----- Selected text -----
I’ve been told by some of the coaches that my desire to speak matter-of-factly about the modules is underselling them. Fun fact: these modules weren’t in the original plans for TBCT. We were lucky to have Emily deliver them.[6] 
 

• And the second piece of infrastructure that heavily affected the emotional journey of these coaches was matchmaking coaches from the client pipeline – I say this because providing clients early on to the cohort coaches punted several months of serious emotional and logistical legwork they would have otherwise been occupied with, and enabled them to focus on deeper considerations regarding their self-presentation and practice – considerations that require pretty heavy emotional and intellectual processing. 

 

[ Tee presents the landing page for TBCT matchmaking ]


What we provided to alter their experience of acquiring initial clients, in some ways, was more difficult for the cohort coaches. Earlier than otherwise, they competed with other coaches for a higher volume of incoming clients, which was tough for many of them. These clients were paying real money in expectation of real results, so you can imagine the set of pressures that can come with that.
The program fairly quickly, probably too quickly if I’m being honest, teleported people into the actual life of being a coach by initiating paid client work after only a couple of months.


I wouldn’t say the program caused cohort coaches to face everything that they needed to face, or resolve everything that they needed to resolve, but the combination of experiential immersion, high-touch support and potent curriculum modules seems to have positioned them to face these deeper questions far more effectively than they otherwise would have been able to on their own.
----- Exercise materials -----
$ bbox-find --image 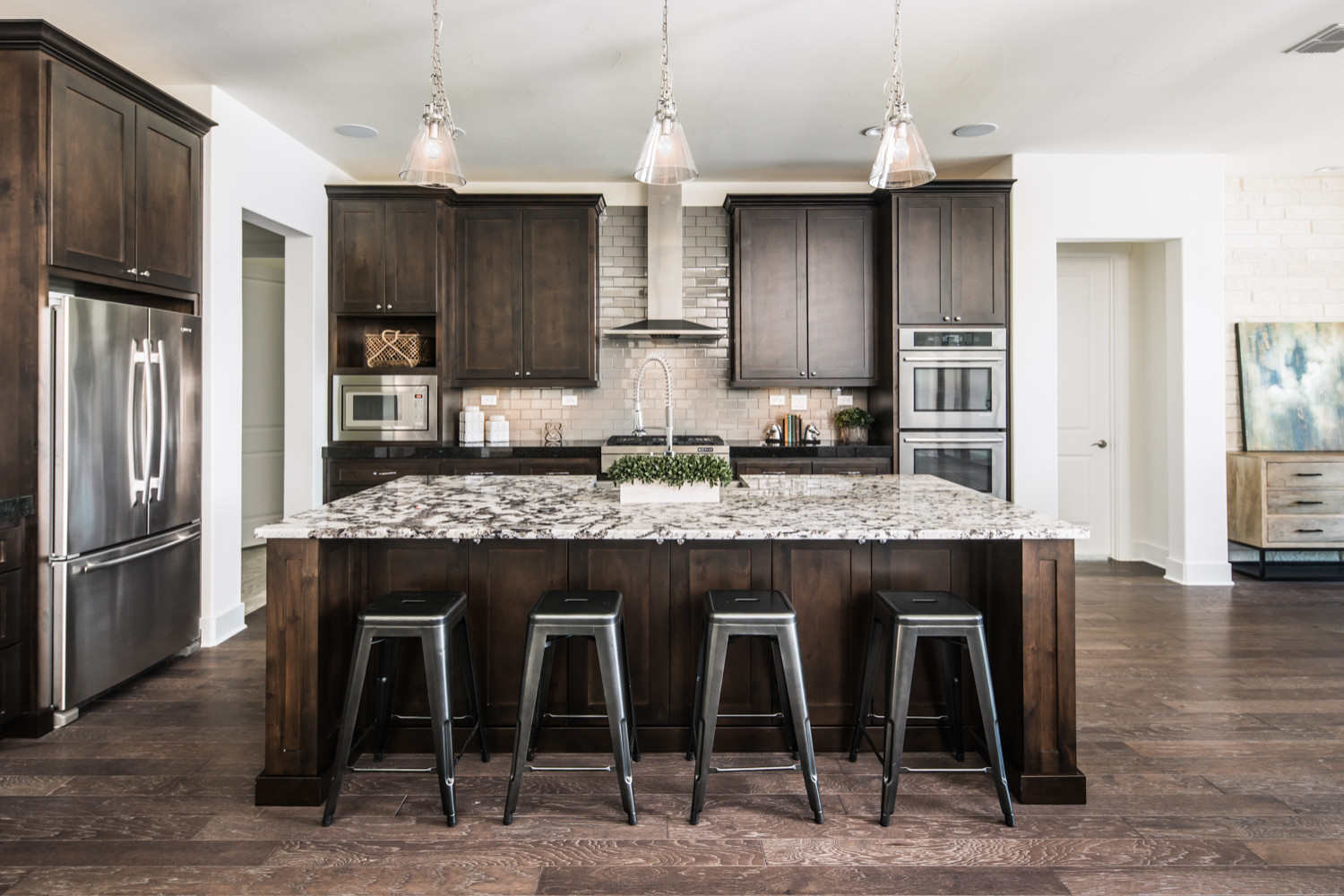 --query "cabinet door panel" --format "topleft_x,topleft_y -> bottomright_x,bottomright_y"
734,208 -> 808,382
523,208 -> 597,384
952,196 -> 1008,326
895,196 -> 952,323
51,62 -> 136,280
136,108 -> 202,293
808,208 -> 878,383
454,208 -> 523,382
331,200 -> 387,312
383,199 -> 443,314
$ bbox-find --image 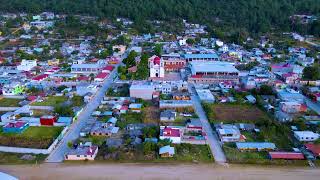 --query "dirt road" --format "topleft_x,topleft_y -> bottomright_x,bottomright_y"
0,164 -> 320,180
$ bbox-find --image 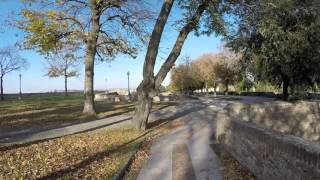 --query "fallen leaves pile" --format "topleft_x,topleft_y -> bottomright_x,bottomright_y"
0,127 -> 144,179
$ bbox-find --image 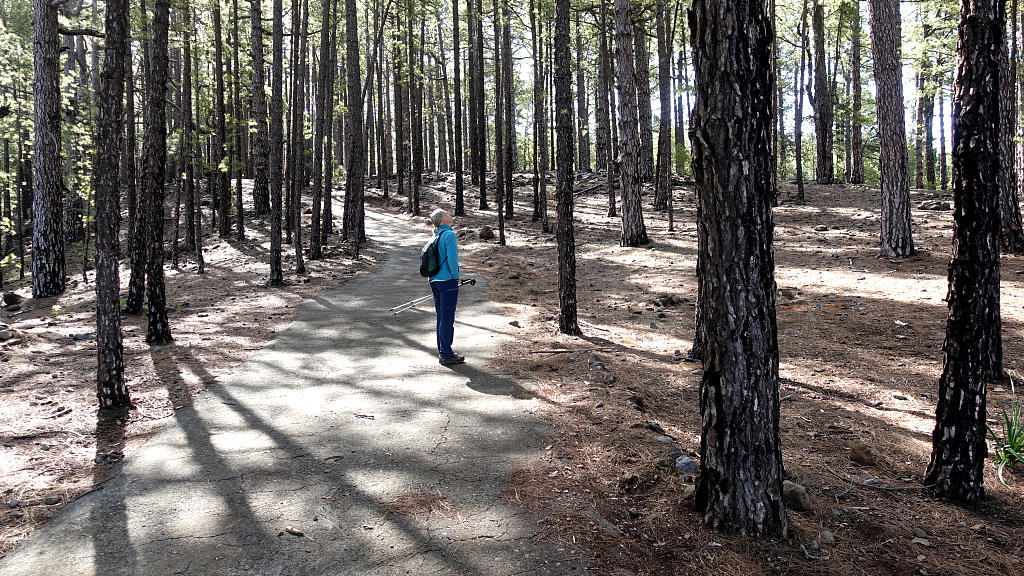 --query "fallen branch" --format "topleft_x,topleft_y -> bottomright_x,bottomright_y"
529,347 -> 611,354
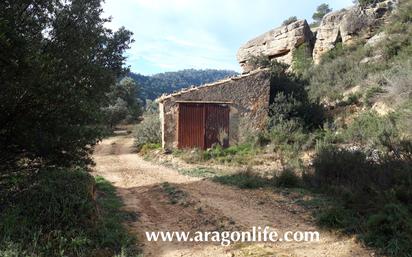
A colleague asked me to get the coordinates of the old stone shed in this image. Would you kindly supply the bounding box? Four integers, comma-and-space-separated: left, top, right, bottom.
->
157, 69, 270, 150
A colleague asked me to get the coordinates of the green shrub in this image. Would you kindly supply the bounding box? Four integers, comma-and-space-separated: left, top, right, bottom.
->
139, 143, 162, 155
0, 168, 137, 256
344, 112, 399, 152
179, 167, 216, 178
282, 16, 298, 26
364, 203, 412, 256
275, 169, 301, 187
292, 43, 313, 75
212, 170, 274, 189
305, 143, 412, 256
134, 113, 162, 150
313, 146, 373, 188
316, 205, 359, 232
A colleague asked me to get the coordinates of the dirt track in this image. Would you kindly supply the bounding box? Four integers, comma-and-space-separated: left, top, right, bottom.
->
94, 135, 371, 257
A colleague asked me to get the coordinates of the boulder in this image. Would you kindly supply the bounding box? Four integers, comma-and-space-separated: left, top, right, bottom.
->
313, 0, 397, 64
237, 20, 313, 72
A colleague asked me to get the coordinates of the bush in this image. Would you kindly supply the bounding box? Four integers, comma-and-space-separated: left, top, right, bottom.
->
282, 16, 298, 26
364, 203, 412, 256
0, 168, 138, 256
275, 169, 300, 187
313, 146, 372, 189
345, 112, 400, 153
134, 113, 162, 151
292, 43, 313, 75
305, 143, 412, 256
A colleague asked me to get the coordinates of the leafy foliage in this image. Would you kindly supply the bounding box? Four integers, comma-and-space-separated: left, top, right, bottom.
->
312, 4, 332, 24
282, 16, 298, 26
0, 169, 137, 256
134, 112, 162, 150
0, 0, 131, 165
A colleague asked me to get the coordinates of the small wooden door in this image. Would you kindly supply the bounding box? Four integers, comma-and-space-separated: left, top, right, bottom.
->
177, 103, 229, 149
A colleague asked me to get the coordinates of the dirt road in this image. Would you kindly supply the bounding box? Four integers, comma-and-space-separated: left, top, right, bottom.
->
94, 135, 372, 257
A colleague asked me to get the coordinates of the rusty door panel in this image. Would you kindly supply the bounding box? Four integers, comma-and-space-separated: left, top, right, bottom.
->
177, 103, 229, 149
205, 104, 229, 148
178, 104, 205, 149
-----
• _Written exercise 1_
Please return the passage about the coaching program in full, word for word.
• _Written exercise 2_
Retype the stretch of the entries from the line that contains "the dirt road" through the line that contains "94, 135, 372, 257", both included, and nothing else.

• _Correct output 1_
I’ve been told by some of the coaches that my desire to speak matter-of-factly about the modules is underselling them. Fun fact: these modules weren’t in the original plans for TBCT. We were lucky to have Emily deliver them.[6] 
 

• And the second piece of infrastructure that heavily affected the emotional journey of these coaches was matchmaking coaches from the client pipeline – I say this because providing clients early on to the cohort coaches punted several months of serious emotional and logistical legwork they would have otherwise been occupied with, and enabled them to focus on deeper considerations regarding their self-presentation and practice – considerations that require pretty heavy emotional and intellectual processing. 

 

[ Tee presents the landing page for TBCT matchmaking ]


What we provided to alter their experience of acquiring initial clients, in some ways, was more difficult for the cohort coaches. Earlier than otherwise, they competed with other coaches for a higher volume of incoming clients, which was tough for many of them. These clients were paying real money in expectation of real results, so you can imagine the set of pressures that can come with that.
The program fairly quickly, probably too quickly if I’m being honest, teleported people into the actual life of being a coach by initiating paid client work after only a couple of months.


I wouldn’t say the program caused cohort coaches to face everything that they needed to face, or resolve everything that they needed to resolve, but the combination of experiential immersion, high-touch support and potent curriculum modules seems to have positioned them to face these deeper questions far more effectively than they otherwise would have been able to on their own.

• _Correct output 2_
A colleague asked me to get the coordinates of the dirt road in this image. Would you kindly supply the bounding box? Four integers, comma-and-space-separated: left, top, right, bottom.
->
94, 135, 372, 257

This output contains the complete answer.